▸ ARTICLE
I will make a video and share. The drive belt, when installed, with the motor off, should be tight. The auger belt will not be as tight as if it was the auger blades would always spin and cause potential injury. 
When I install the drive belt, the tensioner and belt in the correct position, the belt is not tight at all. That is the whole problem. 
The split pulley has both metal tips in tact which slides into the engine shaft no problem. It's looks to me that the tensioner is not doing anything to tighten the belt. Again, even though the belt is hooked around the lower drive disc and hooped around the upper drive pulley and around the tensioner, WHEN STARTING THE ENGINE, the drive pulley spins but the belt does not spin because it's too loose


----------



## jtclays

awbooth said:


> .
> It's l


----------



## vinnycom

spring in idler pulley is weak or not installed correctly.
or pivot point for bracket holding idler pulley needs lube or is binding on something.
or try a belt 1 inch shorter, goto auto parts store, bring belt w/you, ask them to measure and buy an indrustrial or farm vbelt thats 1inch shorter, not automotive vbelts.


----------



## jtclays

Alo


----------



## awbooth

yes, inside as you described. I got it to work, so far so good


----------



## jmobilio

Jan 2019 - I was having the exact same problem with my MTD Yard Machines Snow Blower. Drive belt good, seated correctly, friction rubber wheel making solid contact with drive flywheel. When i would engage the drive, the blower would move an inch then stop - just as you had described above.

▸ TASK LIST
**a)** Please list each line in the rows below that contains the word "header".
**b)** Continue the snow blower drive belt thread from its last sentence.

▸ RECORDS PROVIDED
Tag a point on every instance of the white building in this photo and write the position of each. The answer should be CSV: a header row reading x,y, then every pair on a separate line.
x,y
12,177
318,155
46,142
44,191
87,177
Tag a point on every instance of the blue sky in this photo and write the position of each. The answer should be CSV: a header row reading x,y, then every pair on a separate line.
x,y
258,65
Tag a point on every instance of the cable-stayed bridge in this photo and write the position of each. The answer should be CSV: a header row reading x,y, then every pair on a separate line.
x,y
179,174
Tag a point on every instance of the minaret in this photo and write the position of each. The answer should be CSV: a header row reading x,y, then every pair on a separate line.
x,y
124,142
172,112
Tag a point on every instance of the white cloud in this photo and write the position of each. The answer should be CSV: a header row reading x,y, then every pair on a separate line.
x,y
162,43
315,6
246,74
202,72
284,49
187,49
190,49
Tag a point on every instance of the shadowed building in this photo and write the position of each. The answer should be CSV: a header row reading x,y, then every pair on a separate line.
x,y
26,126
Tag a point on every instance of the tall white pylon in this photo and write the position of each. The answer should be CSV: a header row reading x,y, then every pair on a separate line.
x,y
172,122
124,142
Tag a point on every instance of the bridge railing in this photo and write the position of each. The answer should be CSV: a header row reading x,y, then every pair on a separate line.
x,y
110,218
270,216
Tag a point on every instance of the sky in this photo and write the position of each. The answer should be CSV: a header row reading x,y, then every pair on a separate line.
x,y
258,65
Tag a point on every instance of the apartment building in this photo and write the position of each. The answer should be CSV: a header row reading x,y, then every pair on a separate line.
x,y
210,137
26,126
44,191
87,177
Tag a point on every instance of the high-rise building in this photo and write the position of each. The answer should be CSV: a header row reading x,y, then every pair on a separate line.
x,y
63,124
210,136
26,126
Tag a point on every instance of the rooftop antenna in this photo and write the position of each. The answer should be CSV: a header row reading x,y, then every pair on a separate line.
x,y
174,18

▸ ANSWERS PER TASK
**a)**
Tag a point on every instance of the white building in this photo and write the position of each. The answer should be CSV: a header row reading x,y, then every pair on a separate line.
Tag a point on every instance of the blue sky in this photo and write the position of each. The answer should be CSV: a header row reading x,y, then every pair on a separate line.
Tag a point on every instance of the cable-stayed bridge in this photo and write the position of each. The answer should be CSV: a header row reading x,y, then every pair on a separate line.
Tag a point on every instance of the minaret in this photo and write the position of each. The answer should be CSV: a header row reading x,y, then every pair on a separate line.
Tag a point on every instance of the white cloud in this photo and write the position of each. The answer should be CSV: a header row reading x,y, then every pair on a separate line.
Tag a point on every instance of the shadowed building in this photo and write the position of each. The answer should be CSV: a header row reading x,y, then every pair on a separate line.
Tag a point on every instance of the tall white pylon in this photo and write the position of each. The answer should be CSV: a header row reading x,y, then every pair on a separate line.
Tag a point on every instance of the bridge railing in this photo and write the position of each. The answer should be CSV: a header row reading x,y, then every pair on a separate line.
Tag a point on every instance of the sky in this photo and write the position of each. The answer should be CSV: a header row reading x,y, then every pair on a separate line.
Tag a point on every instance of the apartment building in this photo and write the position of each. The answer should be CSV: a header row reading x,y, then every pair on a separate line.
Tag a point on every instance of the high-rise building in this photo and write the position of each. The answer should be CSV: a header row reading x,y, then every pair on a separate line.
Tag a point on every instance of the rooftop antenna in this photo and write the position of each. The answer should be CSV: a header row reading x,y, then every pair on a separate line.

**b)**
I discovered the issue and came up with a solution. The problem was the drive idler pulley. The hole in the idler arm in which the idler pulley bolt screwed in was stripped, thus the bolt was not holding the idler pulley well, thus no real tension on the drive belt. Lucky for me I had a bolt the same diameter, only slightly longer. I disassembled the idler arm from the engine, ran the bolt through the back of the idler arm (through the stripped hole) and used two nuts to secure the pulley to the idler arm. Then re-assembled the whole assembly, and hooked the spring back over its bolt to add tension. Now the drive belt was spinning properly when the motor was on, and the snowblower now moves in all 5 gears and the 2 reverse. Great because its snowing outside right now - need it for the morning!!!!!


----------



## Schouten

I have the same track propelled MTD snowblower. My problem is that only the left track drives when I pull down the drive handle. Both of the drive fingers are engaged to stop the gogs from turning but only one track drives. The right track won't engage. Any sugestions?


----------



## RIT333

MTD has an excellent phone customer support team. They don't just tell you to bring it to a dealer, they will actually try to troubleshoot with you. Plus, they have some excellent repair manuals available, and free.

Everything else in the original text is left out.